■ TRAVAIL DEMANDÉ ■
1. Recopiez sans rien changer le passage de l'extrait ci-dessous sur les conflits entre associés, en commençant à « - Possibilité de » et en terminant à « restent sans résultat. ».
2. Poursuivez l'extrait ci-dessous sur les conflits entre associés à partir de l'endroit où il s'arrête.

■ EXTRAIT FOURNI ■
=-=-=

Quels recours juridiques envisager ?
- Rôle de l’avocat en amont du conflit : un avocat spécialisé peut aider à anticiper les conflits en rédigeant des statuts clairs et en établissant des pactes d'associés adaptés. Le but est d’être pratique et efficace sans usine à gaz.
- Tentative de médiation ou de conciliation : avant d'engager des procédures judiciaires, une médiation peut permettre de trouver un terrain d'entente, préservant ainsi les relations familiales et professionnelles. Toutefois, avant de partir en médiation la fleur au fusil, on doit se préparer minutieusement. On ne parle pas de processus de paix sans avoir un effet de levier pour négocier. Sinon, ça revient à mettre un Bisounours dans une piscine avec un crocodile ravi de le dévorer tout cru.
- Possibilité de désignation judiciaire d’un mandataire : en cas de blocage insoluble à l’amiable et en dernier ressort, le tribunal peut nommer un mandataire chargé de gérer temporairement la société et de faciliter la résolution du conflit. C’est la solution ultime quand toutes les autres actions concrètes possibles faisant fonctionner les organes de la société restent sans résultat.
Dans pareil cas, il convient de faire attention à la réputation de la société si les banques ont octroyé des crédits court terme comme des straight loan. Avant de demander la désignation d’un administrateur provisoire, il est nécessaire d’avoir des preuves solides démontrant l’urgence et le besoin de mesures provisoires pour préserver les intérêts de la société.
Comment se protéger légalement ?
- Clauses à prévoir dans les statuts : intégrer des clauses d'exclusion ou de sortie forcée permet de prévoir les modalités de séparation en cas de désaccord majeur. Au plus les enjeux financiers sont importants, au plus les ruptures sont violentes. Une clause de sortie conjointe est très utile aussi pour forcer tout le monde à vendre au même moment si une offre irrésistible d’un tiers est sur la table.
- Pacte d’associés et gestion des conflits familiaux : ce document complémentaire aux statuts définit les droits et obligations des associés, notamment en matière de résolution de conflits. Mais aussi et surtout en cas de maladie, de décès ou en d’application d’une clause de non-concurrence.

=-=-=

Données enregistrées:
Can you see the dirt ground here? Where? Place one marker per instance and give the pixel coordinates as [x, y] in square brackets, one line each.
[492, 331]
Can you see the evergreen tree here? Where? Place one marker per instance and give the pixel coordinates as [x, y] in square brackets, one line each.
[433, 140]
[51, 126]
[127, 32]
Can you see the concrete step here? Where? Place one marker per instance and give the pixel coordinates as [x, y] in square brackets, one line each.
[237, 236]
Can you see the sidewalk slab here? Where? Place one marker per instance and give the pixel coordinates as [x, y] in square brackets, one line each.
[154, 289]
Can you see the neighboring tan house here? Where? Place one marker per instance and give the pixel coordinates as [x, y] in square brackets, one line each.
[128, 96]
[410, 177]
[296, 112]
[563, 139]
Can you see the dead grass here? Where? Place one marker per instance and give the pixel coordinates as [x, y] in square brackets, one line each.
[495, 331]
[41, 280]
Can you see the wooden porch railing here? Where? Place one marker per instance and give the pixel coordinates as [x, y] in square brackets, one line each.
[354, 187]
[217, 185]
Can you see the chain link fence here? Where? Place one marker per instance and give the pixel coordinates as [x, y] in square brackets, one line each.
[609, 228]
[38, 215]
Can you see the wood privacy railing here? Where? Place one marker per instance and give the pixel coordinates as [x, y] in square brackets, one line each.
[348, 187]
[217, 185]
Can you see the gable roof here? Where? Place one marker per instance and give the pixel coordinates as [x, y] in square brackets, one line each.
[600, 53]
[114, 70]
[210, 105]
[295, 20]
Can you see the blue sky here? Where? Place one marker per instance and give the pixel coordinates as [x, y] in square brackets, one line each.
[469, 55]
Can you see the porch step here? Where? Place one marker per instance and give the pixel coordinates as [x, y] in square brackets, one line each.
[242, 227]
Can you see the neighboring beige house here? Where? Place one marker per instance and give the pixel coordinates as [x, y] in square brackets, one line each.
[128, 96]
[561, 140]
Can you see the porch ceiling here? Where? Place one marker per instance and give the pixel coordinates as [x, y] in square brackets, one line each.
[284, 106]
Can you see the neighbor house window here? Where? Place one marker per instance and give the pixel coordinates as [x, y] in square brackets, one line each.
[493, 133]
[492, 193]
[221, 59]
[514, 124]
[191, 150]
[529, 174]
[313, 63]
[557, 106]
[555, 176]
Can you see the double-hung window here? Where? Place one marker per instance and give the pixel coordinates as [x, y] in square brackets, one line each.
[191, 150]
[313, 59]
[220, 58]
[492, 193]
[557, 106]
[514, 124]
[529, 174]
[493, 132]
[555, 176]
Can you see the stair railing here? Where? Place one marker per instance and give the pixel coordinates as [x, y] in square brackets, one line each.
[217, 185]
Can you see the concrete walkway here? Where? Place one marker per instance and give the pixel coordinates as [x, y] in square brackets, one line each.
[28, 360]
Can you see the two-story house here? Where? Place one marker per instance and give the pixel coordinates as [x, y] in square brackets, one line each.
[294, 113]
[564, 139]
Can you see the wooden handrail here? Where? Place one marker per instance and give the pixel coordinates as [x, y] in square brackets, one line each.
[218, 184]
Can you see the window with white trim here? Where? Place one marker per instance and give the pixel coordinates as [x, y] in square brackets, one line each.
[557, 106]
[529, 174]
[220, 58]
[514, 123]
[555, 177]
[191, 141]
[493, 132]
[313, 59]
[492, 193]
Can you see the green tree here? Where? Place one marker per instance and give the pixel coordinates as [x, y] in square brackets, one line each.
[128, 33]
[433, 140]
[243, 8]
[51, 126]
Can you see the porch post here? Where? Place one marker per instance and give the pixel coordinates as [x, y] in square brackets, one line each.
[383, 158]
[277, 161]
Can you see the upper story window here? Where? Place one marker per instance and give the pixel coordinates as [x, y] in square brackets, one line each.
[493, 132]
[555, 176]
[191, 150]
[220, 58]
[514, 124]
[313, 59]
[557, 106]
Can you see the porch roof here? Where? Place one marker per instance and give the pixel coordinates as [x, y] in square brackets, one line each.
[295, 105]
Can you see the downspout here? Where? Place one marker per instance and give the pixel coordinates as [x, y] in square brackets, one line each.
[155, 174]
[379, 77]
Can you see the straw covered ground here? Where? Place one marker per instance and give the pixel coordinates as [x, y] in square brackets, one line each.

=-=-=

■ RÉPONSES NUMÉROTÉES ■
1.
- Possibilité de désignation judiciaire d’un mandataire : en cas de blocage insoluble à l’amiable et en dernier ressort, le tribunal peut nommer un mandataire chargé de gérer temporairement la société et de faciliter la résolution du conflit. C’est la solution ultime quand toutes les autres actions concrètes possibles faisant fonctionner les organes de la société restent sans résultat.

2.
- Anticiper la succession ou la transmission : prévoir les modalités de transmission des parts sociales en cas de décès ou de retrait d'un associé est essentiel pour assurer la pérennité de l'entreprise. Dans pareil cas, un pacte de famille sur mesure est recommandé.
Que faire en cas de blocage ?
- Accord amiable : un associé peut choisir de vendre ses parts, soit aux autres associés, soit à un tiers, selon les modalités prévues dans les statuts. Dans 80 % des cas, un accord amiable permet de trouver un accord pour un achat ou une vente.
Afin de protéger les intérêts long terme pour éviter une concurrence déloyale, un détournement de clientèle et ou une délation fiscale, l’accord amiable est un accord transactionnel pour solde de tout compte. Il contient toutes les clauses permettant de préserver vos intérêts long terme.
- Le tribunal : En cas d’absence d’accord amiable, il reste la voie du tribunal. C’est le pire scénario possible. On peut attaquer au tribunal pour créer un effet de levier et provoquer une onde de choc constructive afin d’amener la partie adverse à la table des négociations.
- Dissolution de la société : Si la mésentente paralyse le fonctionnement de l'entreprise, une dissolution judiciaire peut être envisagée, bien que ce soit une solution ultime. C’est vraiment le remède ultime.
Faire appel à un avocat spécialisé en droit des sociétés et en gestion émotionnelle est crucial pour naviguer dans les complexités des conflits entre frères associés. C’est le seul moyen de protéger à la fois l'entreprise et les liens familiaux. Quand on a un cancer, on fait appel à un spécialiste pour se faire opérer. C’est la même chose pour un conflit entre actionnaires à déminer.